_Written exercise_. From the records below, extract all the text exactly and leave the images behind.

==================================================

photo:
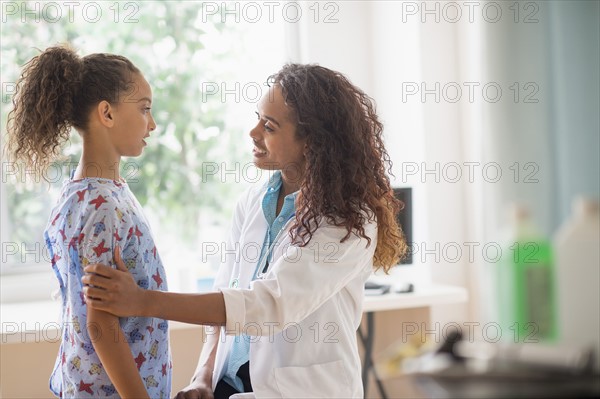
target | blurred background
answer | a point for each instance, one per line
(491, 109)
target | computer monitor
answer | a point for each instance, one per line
(404, 194)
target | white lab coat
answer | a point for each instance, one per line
(302, 315)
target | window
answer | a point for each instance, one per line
(207, 63)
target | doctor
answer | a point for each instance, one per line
(285, 326)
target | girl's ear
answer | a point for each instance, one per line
(104, 111)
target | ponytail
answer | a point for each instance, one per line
(56, 91)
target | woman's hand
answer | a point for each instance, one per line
(113, 291)
(199, 388)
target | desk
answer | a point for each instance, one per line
(31, 334)
(426, 297)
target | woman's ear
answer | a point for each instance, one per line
(104, 111)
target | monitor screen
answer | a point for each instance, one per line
(404, 194)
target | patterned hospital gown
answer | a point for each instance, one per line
(91, 217)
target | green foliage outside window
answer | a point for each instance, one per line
(196, 163)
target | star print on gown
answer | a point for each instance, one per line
(92, 216)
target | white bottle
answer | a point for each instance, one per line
(577, 246)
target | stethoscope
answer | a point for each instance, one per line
(263, 262)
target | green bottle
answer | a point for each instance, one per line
(526, 286)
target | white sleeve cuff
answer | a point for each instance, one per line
(235, 310)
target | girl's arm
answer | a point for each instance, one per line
(114, 353)
(126, 298)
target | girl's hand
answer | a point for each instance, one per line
(197, 389)
(113, 291)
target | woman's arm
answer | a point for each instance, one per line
(114, 353)
(126, 298)
(201, 385)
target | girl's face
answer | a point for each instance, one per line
(133, 120)
(275, 144)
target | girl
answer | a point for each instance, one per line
(324, 220)
(107, 100)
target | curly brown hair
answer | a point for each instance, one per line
(345, 178)
(57, 90)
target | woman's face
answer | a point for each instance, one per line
(274, 137)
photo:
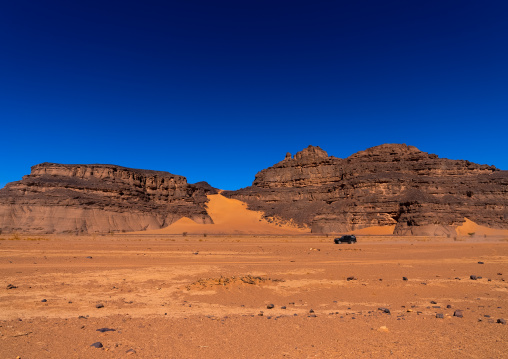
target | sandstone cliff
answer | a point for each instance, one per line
(58, 198)
(420, 193)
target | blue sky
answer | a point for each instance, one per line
(219, 90)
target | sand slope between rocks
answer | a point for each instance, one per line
(230, 216)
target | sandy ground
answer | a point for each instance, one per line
(193, 296)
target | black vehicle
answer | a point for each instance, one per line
(345, 239)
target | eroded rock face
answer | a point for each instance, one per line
(58, 198)
(420, 193)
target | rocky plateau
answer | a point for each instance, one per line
(58, 198)
(389, 185)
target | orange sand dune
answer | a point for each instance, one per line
(470, 227)
(375, 230)
(230, 216)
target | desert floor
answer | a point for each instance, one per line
(193, 296)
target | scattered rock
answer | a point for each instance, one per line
(384, 310)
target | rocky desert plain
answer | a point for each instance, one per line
(102, 261)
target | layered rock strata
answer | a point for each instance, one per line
(58, 198)
(391, 184)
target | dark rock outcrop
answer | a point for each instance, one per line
(391, 184)
(58, 198)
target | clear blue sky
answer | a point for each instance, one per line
(218, 90)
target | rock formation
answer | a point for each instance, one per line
(391, 184)
(58, 198)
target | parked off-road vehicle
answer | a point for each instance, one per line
(345, 239)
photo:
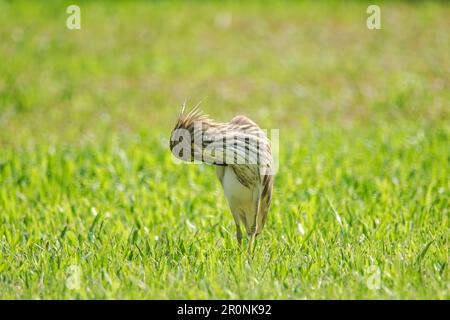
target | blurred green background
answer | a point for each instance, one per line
(86, 177)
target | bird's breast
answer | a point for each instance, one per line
(233, 189)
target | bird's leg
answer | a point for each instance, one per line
(238, 234)
(250, 243)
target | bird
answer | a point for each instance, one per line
(241, 152)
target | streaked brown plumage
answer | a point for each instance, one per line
(242, 155)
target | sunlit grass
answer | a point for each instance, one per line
(86, 178)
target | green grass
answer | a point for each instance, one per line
(87, 180)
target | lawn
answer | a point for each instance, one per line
(92, 204)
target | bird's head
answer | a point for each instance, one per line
(182, 138)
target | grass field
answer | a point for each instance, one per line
(92, 205)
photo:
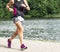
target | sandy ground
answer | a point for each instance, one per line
(33, 46)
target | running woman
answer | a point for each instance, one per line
(18, 14)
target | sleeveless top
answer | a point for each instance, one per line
(18, 10)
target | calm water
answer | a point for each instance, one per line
(42, 29)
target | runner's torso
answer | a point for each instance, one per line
(18, 10)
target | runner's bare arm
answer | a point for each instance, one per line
(26, 4)
(9, 4)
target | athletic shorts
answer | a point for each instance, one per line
(18, 18)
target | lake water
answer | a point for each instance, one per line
(40, 29)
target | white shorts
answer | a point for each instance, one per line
(19, 18)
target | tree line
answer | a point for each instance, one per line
(39, 9)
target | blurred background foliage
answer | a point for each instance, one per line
(39, 9)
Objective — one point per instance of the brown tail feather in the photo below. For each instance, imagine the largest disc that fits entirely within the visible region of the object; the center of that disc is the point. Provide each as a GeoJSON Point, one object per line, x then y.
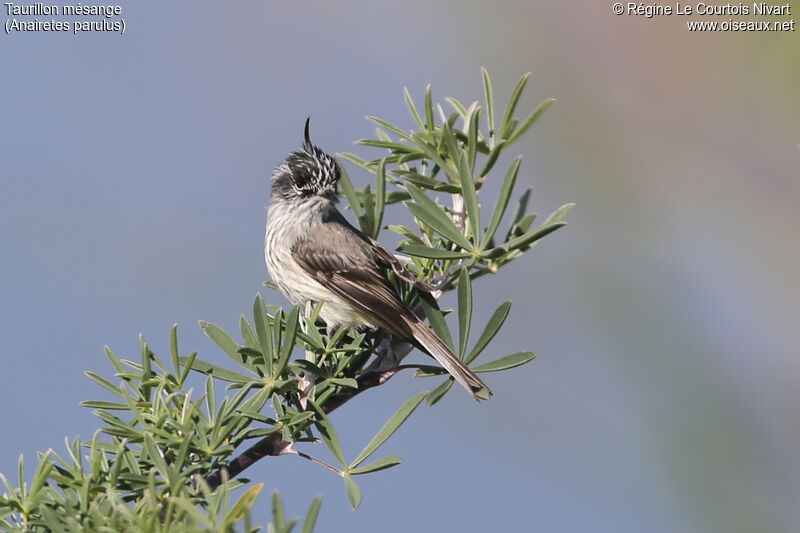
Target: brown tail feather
{"type": "Point", "coordinates": [442, 353]}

==================================================

_Result of this task_.
photo:
target | blurred background
answer | a point for each instance, one per line
(491, 109)
target | computer monitor
answer | a point for each instance, one per line
(404, 194)
target | white lab coat
answer | a point for each instance, one per line
(302, 315)
target | window
answer | a point for each instance, one per line
(207, 63)
target | doctor
answer | a point for each instance, one per line
(285, 326)
target | girl's ear
answer | a point for each instance, one per line
(104, 111)
target | ponytail
answer | a point for each instance, one per line
(56, 91)
target | woman's hand
answer | a point for each instance, one per line
(113, 291)
(199, 388)
target | desk
answer | a point for each instance, one per line
(31, 334)
(426, 297)
target | woman's ear
answer | a point for each instance, one per line
(104, 111)
target | monitor screen
answer | a point for each instance, one per line
(404, 194)
target | patterned hospital gown
answer | a point for each instance, one per line
(91, 217)
target | green foliage outside window
answer | a point for each instance, one per line
(196, 163)
target | star print on gown
answer | a point for each instance, one per line
(92, 216)
target | white bottle
answer | a point for each instance, one per line
(577, 246)
target | stethoscope
answer | a point for each instance, one per line
(263, 262)
target | green bottle
answer | a point for each instance, one per line
(526, 286)
target | white sleeve cuff
answer | a point for each instance, one per line
(235, 310)
target | girl's arm
answer | a point for each instance, one per line
(114, 353)
(126, 298)
target | girl's hand
answer | a point for each instance, one per line
(197, 389)
(113, 291)
target | woman's arm
answer | a point for each instance, one per line
(114, 353)
(126, 298)
(201, 385)
target | girl's face
answer | a point for each instance, one per line
(133, 120)
(275, 144)
target | girl
answer | a point for each instance, one per line
(324, 220)
(107, 100)
target | curly brown hair
answer | a point for each instance, one per line
(345, 178)
(57, 90)
target | woman's face
answer | a point for each instance, one per line
(274, 137)
photo:
target | sandstone cliff
answer | a point for each instance, one per line
(58, 198)
(420, 193)
target | blue sky
answer | a point for each instance, one per line
(219, 90)
target | sand slope between rocks
answer | a point for each instance, one per line
(230, 216)
target | sandy ground
answer | a point for each instance, one per line
(193, 296)
target | black vehicle
answer | a point for each instance, one per line
(345, 239)
target | eroded rock face
answer | a point for each instance, one per line
(58, 198)
(420, 193)
target | rocky plateau
answer | a point for each instance, one per line
(58, 198)
(389, 185)
target | orange sand dune
answer | a point for each instance, one per line
(470, 227)
(375, 230)
(230, 216)
target | desert floor
answer | a point for each instance, one per line
(193, 296)
target | scattered rock
answer | a point for each instance, one per line
(384, 310)
target | rocky desert plain
answer | a point for each instance, one per line
(102, 261)
target | layered rock strata
answer | a point for each instance, one per line
(58, 198)
(391, 184)
target | dark rock outcrop
answer | a point for each instance, one per line
(391, 184)
(58, 198)
target | clear blue sky
answer | a point for each instance, one per line
(218, 90)
target | rock formation
answer | a point for each instance, one per line
(391, 184)
(58, 198)
target | parked off-road vehicle
answer | a point for each instance, one per line
(345, 239)
photo:
target | blurred green background
answer | a point for each instance, one per line
(86, 177)
target | bird's breast
answer | a point for each instance, one per line
(233, 189)
target | bird's leg
answer | a point for each instance, one per line
(238, 234)
(250, 243)
target | bird
answer | a point for each instance, one per line
(241, 152)
target | streaked brown plumage
answer | a point for each instance, one per line
(242, 155)
target | sunlit grass
answer | a point for each instance, one per line
(86, 178)
target | green grass
answer | a point for each instance, one per line
(87, 180)
target | lawn
answer | a point for each instance, one per line
(92, 204)
target | bird's head
answer | a point for each instance, one per line
(182, 138)
target | grass field
answer | a point for each instance, one per line
(92, 205)
photo:
target | sandy ground
answer | a point for each instance, one per line
(33, 46)
target | running woman
answer | a point for each instance, one per line
(18, 14)
target | sleeveless top
answer | a point for each instance, one per line
(18, 10)
target | calm water
answer | a point for each instance, one per line
(42, 29)
target | runner's torso
answer | a point for each instance, one per line
(18, 10)
target | runner's bare arm
answer | a point for each instance, one per line
(26, 4)
(9, 4)
target | athletic shorts
answer | a point for each instance, one per line
(18, 18)
target | lake water
answer | a point for each instance, one per line
(40, 29)
target | white shorts
answer | a point for each instance, one per line
(19, 18)
target | tree line
answer | a point for each instance, one per line
(39, 9)
target | blurred background foliage
answer | a point for each instance, one per line
(39, 9)
Objective — one point per instance of the brown tail feather in the photo below. For each instance, imagine the largest disc that fits entirely within the visible region of the object; the center of that disc is the point. Provide each as a GeoJSON Point, one object per line, x then y.
Target: brown tail feather
{"type": "Point", "coordinates": [442, 353]}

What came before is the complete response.